**BLOCCO DI TESTO:**
"Siamo le cose che ci accadono, la gente che abbiamo conosciuto, e niente di più”.
La scrittura di Sallis è, come sempre, limpida e ricca, ogni riga deve condensare un’emozione, sia essa un ricordo, un odore o un suono. Il genere noir riscritto da Sallis diventa un viaggio nelle pieghe delle cartine autostradali, nelle città di poche anime in zone sperdute del Tennessee (oppure dell’ormai defunta New Orleans, nel caso dei romanzi di Lew Griffin).
“Anche qui, nel Sud, le città più importanti di un’area metropolitana diventano sempre omogenee, una lunga balbettante catena di McDonald’s, KFC, Denny’s, mentre le caffetterie e i ristoranti del posto si aggrappano alle periferie come se la forza centrifuga li stesse scagliando sempre più lontano. Al giorno d’oggi mi scopro a dovermi calare negli habitat cittadini per gradi: proprio come un subacqueo che risale in fase di decompressione, solo che io vado a fondo”.

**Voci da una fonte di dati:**
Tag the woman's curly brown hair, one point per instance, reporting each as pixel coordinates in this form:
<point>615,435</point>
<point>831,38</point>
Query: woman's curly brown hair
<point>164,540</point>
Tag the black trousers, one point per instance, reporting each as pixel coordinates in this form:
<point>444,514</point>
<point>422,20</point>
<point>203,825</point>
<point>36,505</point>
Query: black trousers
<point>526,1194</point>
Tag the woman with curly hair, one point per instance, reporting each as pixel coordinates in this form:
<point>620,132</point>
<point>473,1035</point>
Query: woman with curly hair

**DA FARE:** Estrai per intero il testo sulla scrittura di Sallis e riportalo identico, senza cambiare nulla.

**RISULTATO:**
"Siamo le cose che ci accadono, la gente che abbiamo conosciuto, e niente di più”.
La scrittura di Sallis è, come sempre, limpida e ricca, ogni riga deve condensare un’emozione, sia essa un ricordo, un odore o un suono. Il genere noir riscritto da Sallis diventa un viaggio nelle pieghe delle cartine autostradali, nelle città di poche anime in zone sperdute del Tennessee (oppure dell’ormai defunta New Orleans, nel caso dei romanzi di Lew Griffin).
“Anche qui, nel Sud, le città più importanti di un’area metropolitana diventano sempre omogenee, una lunga balbettante catena di McDonald’s, KFC, Denny’s, mentre le caffetterie e i ristoranti del posto si aggrappano alle periferie come se la forza centrifuga li stesse scagliando sempre più lontano. Al giorno d’oggi mi scopro a dovermi calare negli habitat cittadini per gradi: proprio come un subacqueo che risale in fase di decompressione, solo che io vado a fondo”.